◆ YOUR OBJECTIVE ◆
Select every line in the data below that contains the string "door" and copy each one out. The match is case-sensitive.
--- begin RECORDS ---
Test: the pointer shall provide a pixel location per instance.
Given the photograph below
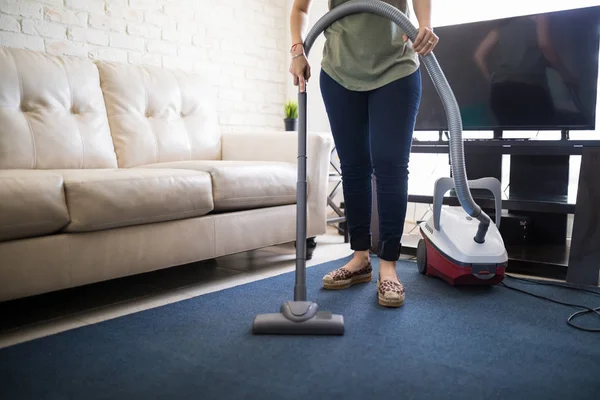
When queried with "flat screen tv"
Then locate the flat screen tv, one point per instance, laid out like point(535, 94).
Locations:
point(534, 72)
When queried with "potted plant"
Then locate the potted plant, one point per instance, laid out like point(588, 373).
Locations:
point(291, 115)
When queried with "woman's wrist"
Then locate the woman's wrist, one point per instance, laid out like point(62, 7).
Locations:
point(297, 49)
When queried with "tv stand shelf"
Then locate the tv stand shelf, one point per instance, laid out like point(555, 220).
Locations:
point(537, 189)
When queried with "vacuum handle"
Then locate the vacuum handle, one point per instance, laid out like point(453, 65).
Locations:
point(444, 184)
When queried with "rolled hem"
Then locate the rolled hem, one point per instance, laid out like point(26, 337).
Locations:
point(360, 243)
point(390, 250)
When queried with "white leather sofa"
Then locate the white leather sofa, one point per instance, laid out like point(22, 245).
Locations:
point(109, 170)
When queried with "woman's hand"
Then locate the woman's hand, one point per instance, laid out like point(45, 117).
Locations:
point(425, 42)
point(300, 68)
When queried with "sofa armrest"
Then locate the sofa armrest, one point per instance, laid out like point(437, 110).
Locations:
point(283, 147)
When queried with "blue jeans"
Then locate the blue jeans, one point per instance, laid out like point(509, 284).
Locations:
point(372, 132)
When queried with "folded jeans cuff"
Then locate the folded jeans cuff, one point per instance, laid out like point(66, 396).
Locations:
point(360, 243)
point(390, 250)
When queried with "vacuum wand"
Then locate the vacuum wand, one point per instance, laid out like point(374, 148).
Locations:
point(301, 190)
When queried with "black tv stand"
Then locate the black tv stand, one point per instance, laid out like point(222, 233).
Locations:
point(538, 191)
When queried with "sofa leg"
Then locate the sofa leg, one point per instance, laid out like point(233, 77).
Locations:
point(311, 244)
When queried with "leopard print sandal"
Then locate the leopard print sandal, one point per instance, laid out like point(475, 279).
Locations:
point(390, 293)
point(342, 278)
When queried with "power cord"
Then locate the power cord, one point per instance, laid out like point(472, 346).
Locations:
point(585, 310)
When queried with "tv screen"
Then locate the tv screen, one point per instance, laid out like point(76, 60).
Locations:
point(534, 72)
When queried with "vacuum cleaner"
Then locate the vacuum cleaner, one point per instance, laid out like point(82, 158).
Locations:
point(303, 317)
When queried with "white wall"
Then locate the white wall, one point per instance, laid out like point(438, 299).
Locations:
point(239, 42)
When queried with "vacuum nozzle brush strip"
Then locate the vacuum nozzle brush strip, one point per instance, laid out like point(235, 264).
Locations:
point(438, 78)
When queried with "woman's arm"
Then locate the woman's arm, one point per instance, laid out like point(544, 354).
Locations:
point(299, 20)
point(486, 45)
point(426, 40)
point(299, 68)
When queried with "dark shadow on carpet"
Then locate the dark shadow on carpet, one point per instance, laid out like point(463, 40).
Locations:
point(445, 343)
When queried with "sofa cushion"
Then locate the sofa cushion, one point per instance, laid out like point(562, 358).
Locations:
point(239, 185)
point(111, 198)
point(32, 203)
point(158, 115)
point(52, 113)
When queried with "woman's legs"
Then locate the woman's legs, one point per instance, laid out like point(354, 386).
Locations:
point(392, 115)
point(373, 132)
point(348, 113)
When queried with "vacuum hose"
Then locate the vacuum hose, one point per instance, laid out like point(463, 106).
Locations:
point(452, 110)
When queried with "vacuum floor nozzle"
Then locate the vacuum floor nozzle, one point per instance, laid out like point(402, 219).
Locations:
point(298, 318)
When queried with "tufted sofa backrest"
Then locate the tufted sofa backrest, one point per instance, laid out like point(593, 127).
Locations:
point(159, 115)
point(52, 113)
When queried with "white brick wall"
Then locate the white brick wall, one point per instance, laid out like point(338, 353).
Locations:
point(241, 43)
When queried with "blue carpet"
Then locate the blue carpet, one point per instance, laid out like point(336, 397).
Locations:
point(445, 343)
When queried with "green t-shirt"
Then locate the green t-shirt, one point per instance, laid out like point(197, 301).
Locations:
point(365, 51)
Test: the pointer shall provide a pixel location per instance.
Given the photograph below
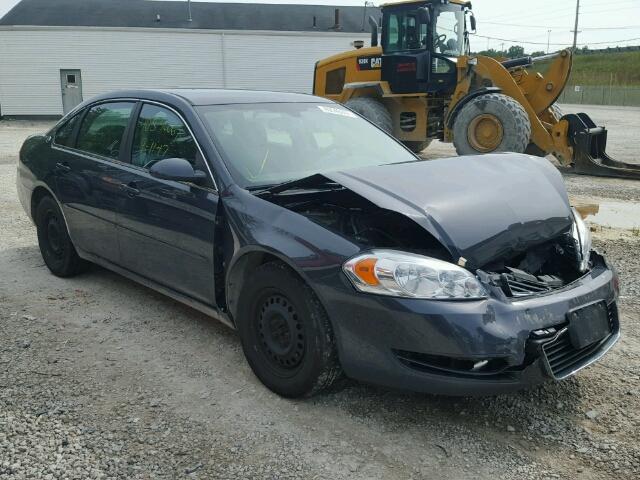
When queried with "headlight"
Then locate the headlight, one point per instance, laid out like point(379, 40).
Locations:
point(399, 274)
point(582, 238)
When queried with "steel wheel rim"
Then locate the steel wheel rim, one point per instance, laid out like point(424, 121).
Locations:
point(280, 332)
point(485, 133)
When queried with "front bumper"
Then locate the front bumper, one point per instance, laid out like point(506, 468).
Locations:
point(433, 346)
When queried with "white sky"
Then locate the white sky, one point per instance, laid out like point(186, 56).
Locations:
point(602, 23)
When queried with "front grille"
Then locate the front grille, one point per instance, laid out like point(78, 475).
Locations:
point(514, 287)
point(563, 359)
point(450, 365)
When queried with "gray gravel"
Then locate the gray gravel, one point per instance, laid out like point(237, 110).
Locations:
point(103, 378)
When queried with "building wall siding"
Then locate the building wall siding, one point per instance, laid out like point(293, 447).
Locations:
point(111, 59)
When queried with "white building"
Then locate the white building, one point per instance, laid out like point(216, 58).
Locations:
point(55, 53)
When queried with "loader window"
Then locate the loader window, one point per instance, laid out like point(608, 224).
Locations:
point(335, 81)
point(449, 33)
point(403, 31)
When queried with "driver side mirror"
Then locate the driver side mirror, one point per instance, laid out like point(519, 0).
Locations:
point(178, 170)
point(424, 15)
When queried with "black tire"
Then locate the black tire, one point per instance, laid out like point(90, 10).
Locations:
point(285, 333)
point(58, 252)
point(372, 110)
point(512, 117)
point(417, 147)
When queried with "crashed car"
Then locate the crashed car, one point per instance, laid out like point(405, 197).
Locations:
point(332, 249)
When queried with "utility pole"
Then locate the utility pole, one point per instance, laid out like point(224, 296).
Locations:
point(575, 28)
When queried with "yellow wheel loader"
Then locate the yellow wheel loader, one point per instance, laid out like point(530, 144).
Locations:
point(422, 83)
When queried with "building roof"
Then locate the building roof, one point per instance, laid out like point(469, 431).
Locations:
point(174, 14)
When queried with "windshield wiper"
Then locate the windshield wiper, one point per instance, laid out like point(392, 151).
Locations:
point(312, 182)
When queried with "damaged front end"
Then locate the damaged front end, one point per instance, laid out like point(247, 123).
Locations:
point(522, 247)
point(497, 248)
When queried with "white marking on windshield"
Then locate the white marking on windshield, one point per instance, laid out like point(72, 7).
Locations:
point(337, 111)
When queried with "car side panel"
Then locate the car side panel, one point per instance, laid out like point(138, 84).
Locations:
point(88, 189)
point(166, 232)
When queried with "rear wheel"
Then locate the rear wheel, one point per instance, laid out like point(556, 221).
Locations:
point(491, 123)
point(372, 110)
point(417, 147)
point(58, 252)
point(286, 335)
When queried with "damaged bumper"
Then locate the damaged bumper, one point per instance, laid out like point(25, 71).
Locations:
point(477, 347)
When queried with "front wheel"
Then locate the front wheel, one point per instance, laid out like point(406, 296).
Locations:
point(491, 123)
point(285, 333)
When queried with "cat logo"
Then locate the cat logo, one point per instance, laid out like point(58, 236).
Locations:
point(369, 63)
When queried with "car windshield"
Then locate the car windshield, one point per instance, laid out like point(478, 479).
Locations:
point(270, 143)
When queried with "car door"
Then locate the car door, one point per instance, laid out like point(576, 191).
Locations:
point(166, 228)
point(87, 150)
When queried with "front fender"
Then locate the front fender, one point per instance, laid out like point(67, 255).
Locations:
point(260, 230)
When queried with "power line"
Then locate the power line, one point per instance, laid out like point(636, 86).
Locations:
point(557, 27)
point(557, 44)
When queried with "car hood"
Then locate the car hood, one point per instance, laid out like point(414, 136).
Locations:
point(481, 208)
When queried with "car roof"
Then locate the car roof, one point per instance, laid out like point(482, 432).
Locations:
point(215, 96)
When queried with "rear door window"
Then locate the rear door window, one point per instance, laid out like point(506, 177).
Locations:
point(103, 128)
point(64, 134)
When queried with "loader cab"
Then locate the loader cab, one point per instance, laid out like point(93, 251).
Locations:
point(421, 42)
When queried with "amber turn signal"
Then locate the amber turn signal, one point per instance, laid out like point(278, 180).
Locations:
point(365, 270)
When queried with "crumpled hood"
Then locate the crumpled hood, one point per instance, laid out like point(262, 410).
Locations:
point(481, 208)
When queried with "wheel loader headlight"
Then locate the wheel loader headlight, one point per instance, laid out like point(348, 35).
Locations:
point(400, 274)
point(582, 238)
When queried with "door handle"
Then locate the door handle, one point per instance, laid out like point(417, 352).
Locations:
point(63, 168)
point(130, 189)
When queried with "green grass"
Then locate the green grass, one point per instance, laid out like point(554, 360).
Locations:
point(597, 69)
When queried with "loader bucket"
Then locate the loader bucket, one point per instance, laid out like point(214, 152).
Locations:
point(589, 157)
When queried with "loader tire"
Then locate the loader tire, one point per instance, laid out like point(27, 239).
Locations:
point(417, 147)
point(491, 123)
point(372, 110)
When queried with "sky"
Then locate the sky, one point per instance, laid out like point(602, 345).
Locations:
point(530, 24)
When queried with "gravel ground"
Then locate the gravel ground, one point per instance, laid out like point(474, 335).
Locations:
point(103, 378)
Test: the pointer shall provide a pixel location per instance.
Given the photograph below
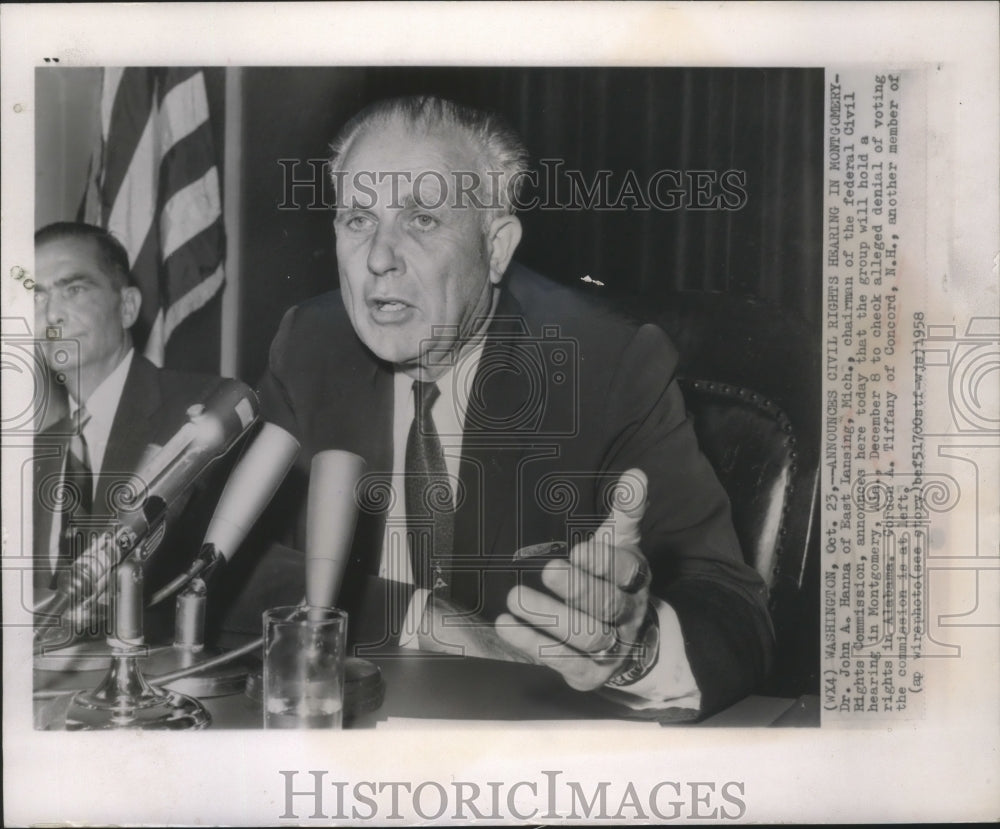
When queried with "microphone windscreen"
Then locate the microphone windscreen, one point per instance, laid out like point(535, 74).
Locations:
point(332, 514)
point(250, 487)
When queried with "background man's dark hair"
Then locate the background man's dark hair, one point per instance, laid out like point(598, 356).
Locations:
point(113, 256)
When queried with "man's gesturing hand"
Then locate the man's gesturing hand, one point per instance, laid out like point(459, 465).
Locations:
point(588, 632)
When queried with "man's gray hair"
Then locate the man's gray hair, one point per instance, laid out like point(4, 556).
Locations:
point(503, 159)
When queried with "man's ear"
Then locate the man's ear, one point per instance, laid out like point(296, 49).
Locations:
point(131, 302)
point(504, 236)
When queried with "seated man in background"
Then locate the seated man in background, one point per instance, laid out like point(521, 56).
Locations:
point(502, 415)
point(116, 404)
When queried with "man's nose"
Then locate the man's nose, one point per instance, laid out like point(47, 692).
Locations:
point(383, 255)
point(54, 310)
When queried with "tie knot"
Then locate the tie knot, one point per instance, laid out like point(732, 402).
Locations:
point(424, 396)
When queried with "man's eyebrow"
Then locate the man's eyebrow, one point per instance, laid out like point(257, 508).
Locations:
point(73, 278)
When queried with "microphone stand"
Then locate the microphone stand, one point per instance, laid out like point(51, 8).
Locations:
point(190, 652)
point(124, 699)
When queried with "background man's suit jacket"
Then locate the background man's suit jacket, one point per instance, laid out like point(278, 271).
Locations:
point(568, 395)
point(152, 408)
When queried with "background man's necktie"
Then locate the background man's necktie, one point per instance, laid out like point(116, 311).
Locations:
point(430, 512)
point(79, 479)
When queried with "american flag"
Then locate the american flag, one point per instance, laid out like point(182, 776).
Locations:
point(154, 183)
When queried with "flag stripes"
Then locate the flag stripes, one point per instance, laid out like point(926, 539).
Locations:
point(154, 183)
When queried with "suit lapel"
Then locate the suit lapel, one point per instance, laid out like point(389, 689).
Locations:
point(132, 429)
point(49, 451)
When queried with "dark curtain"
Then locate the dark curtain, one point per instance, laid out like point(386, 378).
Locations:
point(763, 123)
point(766, 123)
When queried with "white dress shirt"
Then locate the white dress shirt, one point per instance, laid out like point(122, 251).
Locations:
point(101, 406)
point(669, 683)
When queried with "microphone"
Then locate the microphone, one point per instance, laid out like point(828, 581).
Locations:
point(332, 514)
point(146, 499)
point(251, 486)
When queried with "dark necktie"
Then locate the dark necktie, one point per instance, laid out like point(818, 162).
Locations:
point(78, 480)
point(430, 513)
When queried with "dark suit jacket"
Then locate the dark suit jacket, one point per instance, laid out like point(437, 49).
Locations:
point(567, 396)
point(152, 408)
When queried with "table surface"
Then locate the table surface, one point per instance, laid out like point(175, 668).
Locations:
point(420, 686)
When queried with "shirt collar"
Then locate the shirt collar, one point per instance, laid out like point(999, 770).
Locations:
point(103, 401)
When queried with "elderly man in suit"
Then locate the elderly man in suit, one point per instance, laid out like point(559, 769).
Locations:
point(117, 404)
point(502, 415)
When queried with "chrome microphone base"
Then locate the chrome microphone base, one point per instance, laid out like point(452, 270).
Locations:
point(125, 700)
point(217, 681)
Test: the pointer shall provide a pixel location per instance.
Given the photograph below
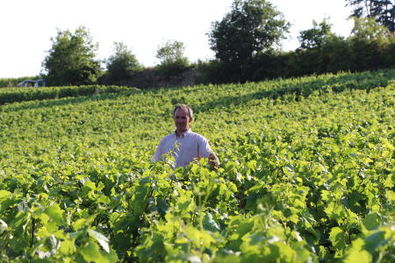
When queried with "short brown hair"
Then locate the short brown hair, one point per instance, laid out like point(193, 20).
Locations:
point(184, 107)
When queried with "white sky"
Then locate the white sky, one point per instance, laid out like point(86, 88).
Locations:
point(26, 26)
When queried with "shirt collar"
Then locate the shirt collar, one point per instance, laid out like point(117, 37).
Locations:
point(183, 134)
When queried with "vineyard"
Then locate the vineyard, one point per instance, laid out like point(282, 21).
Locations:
point(307, 173)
--- end RECORDS ---
◆ WRITTEN RESPONSE ◆
When queried with "car door"
Then locate the car door, one point per instance, laid out like point(576, 191).
When queried with "rear door window"
Then locate the rear door window, one point per instance, laid out like point(506, 177).
When queried with "door handle"
Then locate the door handle, one point per instance, laid out like point(417, 352).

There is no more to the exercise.